> Instructions to follow:
Pictures aside, reproduce exactly and only the lines from the one containing "Can you find the mirror glass" through the end of the records.

> The input:
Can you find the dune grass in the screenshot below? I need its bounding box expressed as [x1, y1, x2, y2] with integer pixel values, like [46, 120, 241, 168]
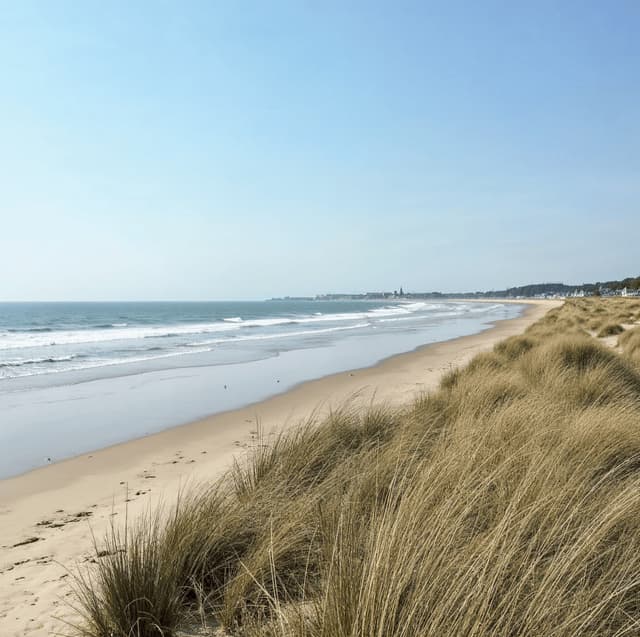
[72, 298, 640, 636]
[597, 322, 625, 337]
[619, 326, 640, 363]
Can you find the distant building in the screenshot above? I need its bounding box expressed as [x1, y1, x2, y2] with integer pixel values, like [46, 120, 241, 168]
[365, 292, 390, 299]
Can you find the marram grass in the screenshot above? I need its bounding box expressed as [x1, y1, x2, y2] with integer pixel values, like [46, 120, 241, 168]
[72, 297, 640, 636]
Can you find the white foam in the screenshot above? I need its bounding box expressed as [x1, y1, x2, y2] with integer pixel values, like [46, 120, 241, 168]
[0, 321, 241, 350]
[0, 302, 485, 351]
[0, 347, 216, 379]
[468, 303, 504, 313]
[218, 303, 443, 330]
[189, 322, 371, 347]
[0, 322, 374, 378]
[0, 354, 77, 368]
[0, 302, 514, 380]
[240, 317, 297, 327]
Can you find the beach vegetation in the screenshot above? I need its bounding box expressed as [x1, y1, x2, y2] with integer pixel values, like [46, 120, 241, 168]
[619, 326, 640, 363]
[72, 297, 640, 637]
[597, 323, 624, 337]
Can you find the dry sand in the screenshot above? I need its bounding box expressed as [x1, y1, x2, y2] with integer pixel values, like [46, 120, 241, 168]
[0, 299, 558, 636]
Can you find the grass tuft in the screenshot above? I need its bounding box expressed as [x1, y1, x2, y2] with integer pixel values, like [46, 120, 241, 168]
[597, 323, 625, 337]
[619, 326, 640, 363]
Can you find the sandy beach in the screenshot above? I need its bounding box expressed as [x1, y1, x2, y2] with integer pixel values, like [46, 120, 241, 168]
[0, 299, 558, 636]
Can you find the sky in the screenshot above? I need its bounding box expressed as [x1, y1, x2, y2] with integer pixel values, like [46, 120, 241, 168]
[1, 1, 638, 301]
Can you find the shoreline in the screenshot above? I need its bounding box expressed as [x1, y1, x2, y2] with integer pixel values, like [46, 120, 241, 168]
[0, 299, 528, 486]
[0, 300, 524, 479]
[0, 299, 558, 636]
[0, 300, 552, 500]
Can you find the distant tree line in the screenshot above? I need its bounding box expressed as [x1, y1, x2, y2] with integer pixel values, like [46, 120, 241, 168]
[288, 275, 640, 302]
[594, 276, 640, 291]
[402, 275, 640, 299]
[471, 275, 640, 298]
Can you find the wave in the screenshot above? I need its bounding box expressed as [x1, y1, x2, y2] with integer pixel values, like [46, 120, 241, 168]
[0, 321, 241, 350]
[0, 302, 516, 380]
[0, 312, 376, 350]
[468, 303, 505, 313]
[223, 304, 434, 329]
[232, 317, 297, 327]
[0, 302, 504, 352]
[0, 347, 216, 379]
[187, 322, 372, 347]
[94, 322, 130, 328]
[0, 354, 80, 368]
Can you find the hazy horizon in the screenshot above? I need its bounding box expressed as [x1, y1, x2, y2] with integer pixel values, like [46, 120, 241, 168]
[2, 2, 639, 302]
[0, 274, 634, 305]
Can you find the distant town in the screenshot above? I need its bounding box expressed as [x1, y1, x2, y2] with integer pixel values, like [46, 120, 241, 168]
[271, 276, 640, 302]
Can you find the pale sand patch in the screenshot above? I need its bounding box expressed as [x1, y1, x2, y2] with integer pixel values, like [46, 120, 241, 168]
[599, 322, 639, 352]
[0, 299, 559, 636]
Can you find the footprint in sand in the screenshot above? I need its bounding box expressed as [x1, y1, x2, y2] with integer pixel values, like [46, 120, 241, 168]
[12, 537, 42, 548]
[68, 511, 93, 522]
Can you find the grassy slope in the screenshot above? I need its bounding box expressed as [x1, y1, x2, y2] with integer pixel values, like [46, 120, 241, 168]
[72, 298, 640, 637]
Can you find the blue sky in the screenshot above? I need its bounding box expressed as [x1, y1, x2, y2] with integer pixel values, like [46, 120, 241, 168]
[1, 1, 638, 300]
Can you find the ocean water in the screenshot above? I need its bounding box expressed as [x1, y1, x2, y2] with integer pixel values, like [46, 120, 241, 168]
[0, 300, 523, 477]
[0, 300, 514, 381]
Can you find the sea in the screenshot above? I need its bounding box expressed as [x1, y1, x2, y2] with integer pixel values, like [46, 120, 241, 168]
[0, 300, 523, 477]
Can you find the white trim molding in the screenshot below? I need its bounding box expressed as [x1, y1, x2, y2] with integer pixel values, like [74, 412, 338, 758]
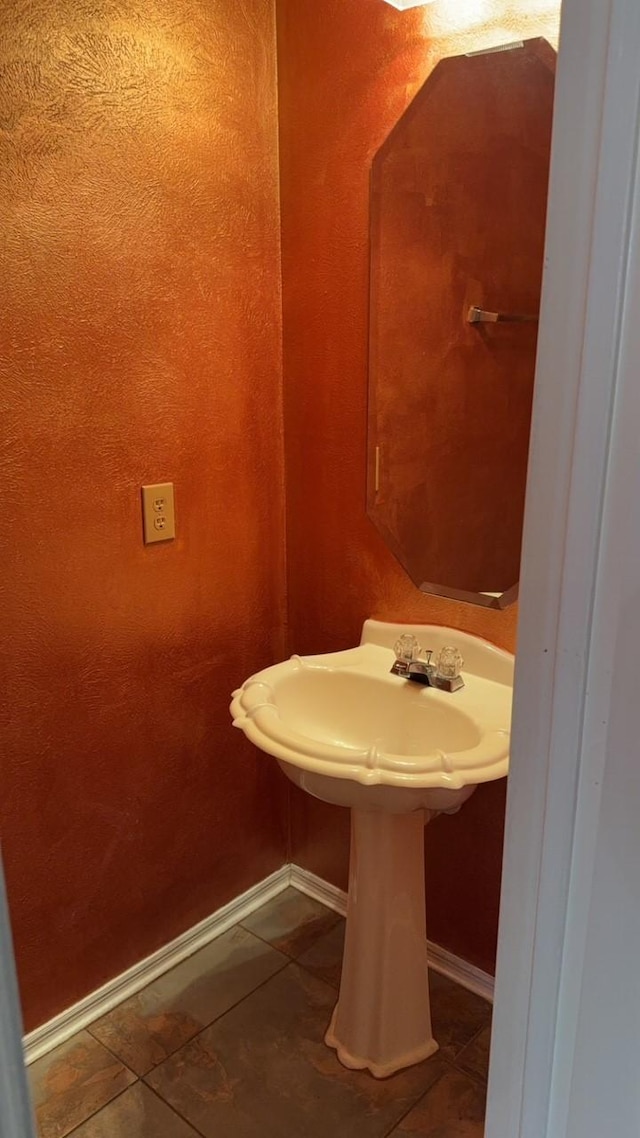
[291, 865, 494, 1003]
[0, 862, 37, 1136]
[24, 863, 493, 1066]
[23, 865, 291, 1066]
[426, 942, 493, 1006]
[289, 863, 348, 916]
[487, 3, 640, 1138]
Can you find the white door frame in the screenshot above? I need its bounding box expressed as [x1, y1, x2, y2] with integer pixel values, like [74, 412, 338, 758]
[1, 1, 640, 1135]
[0, 861, 36, 1138]
[487, 1, 640, 1137]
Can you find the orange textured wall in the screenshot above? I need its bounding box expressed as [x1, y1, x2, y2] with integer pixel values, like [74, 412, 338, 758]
[278, 0, 560, 973]
[0, 0, 286, 1031]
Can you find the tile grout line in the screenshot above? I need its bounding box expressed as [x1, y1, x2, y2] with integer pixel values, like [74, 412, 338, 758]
[78, 984, 487, 1138]
[378, 1060, 453, 1138]
[237, 907, 342, 963]
[451, 1064, 489, 1090]
[88, 915, 486, 1098]
[26, 869, 492, 1067]
[143, 1079, 209, 1138]
[82, 1025, 140, 1076]
[58, 1075, 210, 1138]
[442, 1049, 488, 1087]
[380, 1065, 452, 1138]
[59, 1081, 137, 1138]
[81, 903, 342, 1085]
[24, 865, 293, 1066]
[82, 924, 293, 1064]
[133, 947, 345, 1093]
[39, 888, 488, 1138]
[379, 1053, 489, 1138]
[137, 958, 292, 1081]
[449, 1016, 491, 1085]
[144, 952, 446, 1138]
[451, 1056, 490, 1089]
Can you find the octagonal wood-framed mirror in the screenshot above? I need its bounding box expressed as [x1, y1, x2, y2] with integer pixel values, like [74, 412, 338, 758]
[367, 38, 556, 609]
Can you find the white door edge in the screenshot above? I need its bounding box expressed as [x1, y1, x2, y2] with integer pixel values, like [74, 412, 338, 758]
[0, 863, 36, 1138]
[487, 3, 640, 1138]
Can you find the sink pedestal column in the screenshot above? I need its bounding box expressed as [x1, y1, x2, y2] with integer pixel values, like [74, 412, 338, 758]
[325, 807, 438, 1078]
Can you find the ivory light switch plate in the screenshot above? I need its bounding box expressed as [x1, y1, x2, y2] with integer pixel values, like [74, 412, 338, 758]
[142, 482, 175, 543]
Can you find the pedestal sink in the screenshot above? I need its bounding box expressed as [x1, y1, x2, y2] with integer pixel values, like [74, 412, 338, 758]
[231, 620, 513, 1078]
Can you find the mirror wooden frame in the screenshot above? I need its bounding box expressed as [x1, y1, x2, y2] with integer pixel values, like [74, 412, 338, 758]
[367, 38, 556, 609]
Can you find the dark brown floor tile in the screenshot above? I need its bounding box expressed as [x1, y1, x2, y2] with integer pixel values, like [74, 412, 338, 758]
[70, 1083, 199, 1137]
[390, 1068, 486, 1136]
[429, 973, 491, 1060]
[241, 886, 341, 958]
[29, 1031, 135, 1138]
[147, 963, 446, 1138]
[90, 926, 287, 1075]
[455, 1024, 492, 1084]
[297, 918, 345, 988]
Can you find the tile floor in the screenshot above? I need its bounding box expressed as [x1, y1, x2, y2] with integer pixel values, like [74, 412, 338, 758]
[29, 888, 492, 1138]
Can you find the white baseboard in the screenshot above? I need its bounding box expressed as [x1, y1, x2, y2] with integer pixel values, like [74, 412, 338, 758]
[291, 865, 495, 1004]
[23, 864, 291, 1065]
[24, 861, 493, 1065]
[425, 941, 494, 1003]
[289, 864, 348, 916]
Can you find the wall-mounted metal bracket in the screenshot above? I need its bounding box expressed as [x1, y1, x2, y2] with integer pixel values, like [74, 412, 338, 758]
[467, 305, 539, 325]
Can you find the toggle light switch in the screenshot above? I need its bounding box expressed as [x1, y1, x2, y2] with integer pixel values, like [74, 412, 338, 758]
[141, 482, 176, 544]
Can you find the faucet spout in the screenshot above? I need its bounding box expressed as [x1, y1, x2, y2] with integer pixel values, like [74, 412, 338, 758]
[390, 636, 464, 692]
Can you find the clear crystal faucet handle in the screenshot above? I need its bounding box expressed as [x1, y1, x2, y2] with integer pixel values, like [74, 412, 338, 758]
[436, 646, 464, 679]
[393, 634, 422, 663]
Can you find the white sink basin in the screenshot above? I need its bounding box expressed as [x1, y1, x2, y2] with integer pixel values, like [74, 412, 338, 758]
[230, 620, 513, 1078]
[231, 619, 513, 813]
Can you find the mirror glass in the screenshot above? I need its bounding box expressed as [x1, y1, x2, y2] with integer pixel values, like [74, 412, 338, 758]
[367, 39, 556, 609]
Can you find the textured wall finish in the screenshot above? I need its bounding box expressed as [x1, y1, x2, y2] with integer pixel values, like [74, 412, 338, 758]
[0, 0, 286, 1030]
[279, 0, 560, 973]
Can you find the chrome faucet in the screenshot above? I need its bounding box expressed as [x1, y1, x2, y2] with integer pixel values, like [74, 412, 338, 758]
[390, 635, 464, 693]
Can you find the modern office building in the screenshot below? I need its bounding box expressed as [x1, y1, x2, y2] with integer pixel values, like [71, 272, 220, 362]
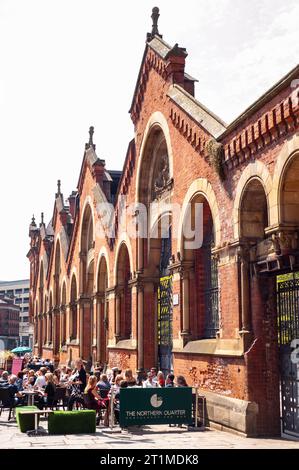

> Solution to the problem:
Can you find the mirror glass in the screenshot above? I need its bounding box expressed as [x1, y1, x2, y2] with integer pixel values, like [74, 412, 338, 758]
[367, 39, 556, 609]
Can you find the textured wall finish in the screenshot above? I need its bounding box expressed as [x1, y1, x2, y2] with integer pixel values, like [74, 412, 338, 758]
[0, 0, 286, 1030]
[279, 0, 560, 973]
Can you find the chrome faucet in the screenshot above? I need its bounding box expressed as [x1, y1, x2, y2] with integer pixel values, like [74, 412, 338, 758]
[390, 635, 464, 693]
Can you find the modern office building in the screenshot below? I need its bounding box expressed as [x1, y1, x2, y2] with integer pixel values, like [71, 272, 220, 362]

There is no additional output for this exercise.